━━━━━ DATA SUPPLIED ━━━━━

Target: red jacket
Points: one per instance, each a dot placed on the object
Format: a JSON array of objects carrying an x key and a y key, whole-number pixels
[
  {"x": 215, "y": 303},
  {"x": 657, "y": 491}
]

━━━━━

WHAT THE TASK REQUIRES: Each line in the material above must be retyped without alteration.

RESULT:
Target: red jacket
Points: one per instance, each a dot placed on the object
Format: a JSON array of objects carrying an x key and a y key, whole-number pixels
[
  {"x": 215, "y": 303},
  {"x": 657, "y": 491}
]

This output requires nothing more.